Write out each line of the records below as a numbered list, skipping blank lines and leaving out the pictures.

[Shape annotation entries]
* * * * *

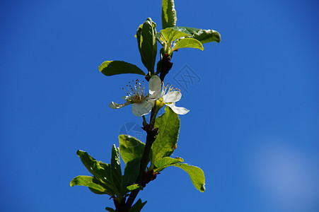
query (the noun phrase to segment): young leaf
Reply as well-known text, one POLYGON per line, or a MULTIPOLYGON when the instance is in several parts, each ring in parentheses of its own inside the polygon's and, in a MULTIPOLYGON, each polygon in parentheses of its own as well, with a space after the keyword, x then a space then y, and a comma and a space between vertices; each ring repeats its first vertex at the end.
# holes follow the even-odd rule
POLYGON ((101 182, 108 182, 112 184, 111 170, 108 164, 103 163, 93 158, 88 153, 77 151, 76 154, 86 169, 101 182))
POLYGON ((187 33, 174 30, 173 28, 166 28, 164 30, 161 30, 161 33, 162 33, 163 37, 164 37, 165 40, 169 44, 170 44, 173 40, 176 39, 178 39, 182 37, 187 37, 189 35, 187 33))
POLYGON ((201 49, 202 51, 204 50, 203 45, 199 41, 194 38, 186 37, 178 40, 174 44, 174 47, 173 47, 171 52, 173 52, 173 51, 182 48, 194 48, 201 49))
POLYGON ((143 187, 137 184, 131 184, 125 188, 125 192, 124 194, 134 190, 143 190, 143 187))
MULTIPOLYGON (((110 196, 113 196, 114 193, 108 190, 106 188, 105 188, 103 186, 100 184, 100 182, 93 177, 90 176, 78 176, 71 181, 70 186, 73 187, 75 185, 79 186, 84 186, 87 187, 89 189, 93 189, 93 191, 96 190, 98 192, 98 194, 108 194, 110 196)), ((95 193, 95 192, 94 192, 95 193)), ((95 193, 97 194, 97 193, 95 193)))
POLYGON ((139 67, 124 61, 105 61, 98 66, 98 70, 105 76, 121 73, 136 73, 145 76, 145 73, 139 67))
POLYGON ((151 168, 157 160, 173 153, 178 142, 180 126, 178 115, 169 107, 166 107, 165 113, 155 121, 154 127, 158 127, 159 133, 151 148, 151 168))
POLYGON ((137 177, 139 177, 140 164, 141 158, 135 158, 127 162, 124 170, 124 176, 122 178, 123 187, 126 187, 135 182, 137 177))
POLYGON ((162 0, 162 28, 175 26, 176 20, 174 0, 162 0))
POLYGON ((125 163, 135 158, 141 158, 145 144, 134 137, 120 135, 120 152, 125 163))
POLYGON ((184 160, 181 158, 172 158, 170 157, 164 157, 155 163, 155 167, 156 168, 154 169, 154 172, 163 171, 166 167, 172 166, 177 163, 183 161, 184 160))
MULTIPOLYGON (((112 146, 112 158, 111 158, 111 172, 112 179, 115 186, 117 189, 117 194, 121 194, 122 192, 122 170, 120 162, 120 149, 116 148, 115 144, 112 146)), ((119 195, 117 195, 117 197, 119 195)))
POLYGON ((221 35, 219 32, 213 30, 202 30, 187 27, 173 27, 172 29, 187 33, 190 35, 190 37, 198 40, 202 44, 209 42, 219 42, 221 41, 221 35))
POLYGON ((109 207, 106 207, 106 208, 105 208, 105 210, 108 211, 109 211, 109 212, 116 212, 115 210, 114 210, 114 209, 112 208, 109 208, 109 207))
POLYGON ((180 167, 187 172, 192 184, 197 190, 201 192, 205 191, 205 176, 203 170, 199 167, 182 163, 177 163, 173 165, 180 167))
POLYGON ((156 24, 148 18, 137 31, 137 45, 143 64, 151 73, 154 73, 154 65, 157 54, 156 24))
POLYGON ((139 200, 137 201, 136 204, 132 206, 132 208, 129 210, 129 212, 139 212, 141 211, 141 208, 144 206, 144 205, 146 204, 147 201, 144 201, 144 203, 141 202, 141 199, 139 199, 139 200))

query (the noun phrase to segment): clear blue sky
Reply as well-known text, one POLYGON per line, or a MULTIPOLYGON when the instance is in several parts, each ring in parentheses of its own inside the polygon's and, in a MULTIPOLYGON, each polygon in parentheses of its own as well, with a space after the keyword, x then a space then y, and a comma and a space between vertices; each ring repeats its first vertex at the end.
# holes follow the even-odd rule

* * * * *

• **Written response**:
1. query (the noun phrase to segment): young leaf
2. Reply as well-known text, one POLYGON per line, or a MULTIPOLYGON when the instance is in several parts, each ring in parentheses of its own inside the polygon's and, in a MULTIPOLYGON, each polygon in parentheses of its own as well, with a space after the keyword, x then a space then y, and a comma and a space between vertices; each ring repeats its first vertex at the end.
3. # holes follow the even-odd rule
4. POLYGON ((101 182, 108 182, 112 184, 111 170, 108 164, 103 163, 93 158, 88 153, 77 151, 76 154, 86 169, 101 182))
5. POLYGON ((187 33, 174 30, 173 28, 166 28, 164 30, 161 30, 161 33, 162 33, 163 37, 164 37, 165 40, 169 44, 170 44, 173 40, 176 39, 178 39, 182 37, 187 37, 189 35, 187 33))
6. POLYGON ((201 49, 202 51, 204 50, 203 45, 199 41, 194 38, 186 37, 178 40, 174 44, 174 47, 173 47, 171 52, 173 52, 173 51, 182 48, 194 48, 201 49))
7. POLYGON ((143 187, 137 184, 131 184, 125 188, 125 192, 124 194, 134 190, 143 190, 143 187))
8. MULTIPOLYGON (((110 196, 113 196, 114 193, 108 190, 106 188, 105 188, 103 186, 100 184, 100 182, 93 177, 90 176, 78 176, 71 181, 70 186, 73 187, 75 185, 79 186, 84 186, 87 187, 89 189, 93 189, 93 191, 96 190, 98 192, 98 194, 108 194, 110 196)), ((95 193, 95 192, 94 192, 95 193)), ((95 193, 97 194, 97 193, 95 193)))
9. POLYGON ((139 67, 124 61, 105 61, 98 66, 98 70, 105 76, 121 73, 136 73, 145 76, 145 73, 139 67))
10. POLYGON ((151 168, 157 160, 173 153, 178 142, 180 126, 178 115, 169 107, 166 107, 165 113, 155 121, 154 127, 158 127, 159 133, 151 148, 151 168))
11. POLYGON ((137 177, 139 177, 140 164, 141 158, 135 158, 127 162, 124 170, 124 176, 122 178, 123 187, 126 187, 135 182, 137 177))
12. POLYGON ((162 0, 162 28, 175 26, 176 20, 174 0, 162 0))
13. POLYGON ((125 163, 135 158, 141 158, 145 144, 134 137, 120 135, 120 152, 125 163))
14. POLYGON ((184 160, 181 158, 172 158, 170 157, 164 157, 155 163, 155 167, 156 168, 154 169, 154 172, 163 171, 166 167, 172 166, 177 163, 183 161, 184 160))
15. MULTIPOLYGON (((112 146, 112 158, 111 158, 111 172, 112 179, 115 186, 117 189, 117 194, 121 194, 122 192, 122 170, 120 162, 120 149, 116 148, 115 144, 112 146)), ((119 195, 117 195, 117 197, 119 195)))
16. POLYGON ((221 35, 219 32, 213 30, 202 30, 187 27, 173 27, 172 29, 187 33, 190 35, 190 37, 198 40, 202 44, 209 42, 219 42, 221 41, 221 35))
17. POLYGON ((109 207, 106 207, 106 208, 105 208, 105 210, 108 211, 109 211, 109 212, 116 212, 115 210, 114 210, 114 209, 112 208, 109 208, 109 207))
18. POLYGON ((180 167, 187 172, 192 184, 197 190, 201 192, 205 191, 205 176, 203 170, 199 167, 182 163, 177 163, 173 165, 180 167))
19. POLYGON ((156 24, 148 18, 137 31, 137 45, 143 64, 151 73, 154 73, 154 65, 157 54, 156 24))
20. POLYGON ((139 200, 137 201, 136 204, 132 206, 132 208, 129 210, 129 212, 139 212, 141 211, 141 208, 144 206, 144 205, 146 204, 147 201, 144 201, 144 203, 141 202, 141 199, 139 199, 139 200))
21. query (the noun phrase to segment): clear blue sky
22. Reply as well-known text, one POLYGON per line, or a MULTIPOLYGON when the instance is in several parts, each ring in parentheses of its own inside the polygon's and, in a MULTIPOLYGON, each polygon in parentheses of its own as well, with a space after the keyword, x then a space then y, and a comma and a space between vertices; each ring repeats its first vertex at the end.
23. # holes follow the even-odd rule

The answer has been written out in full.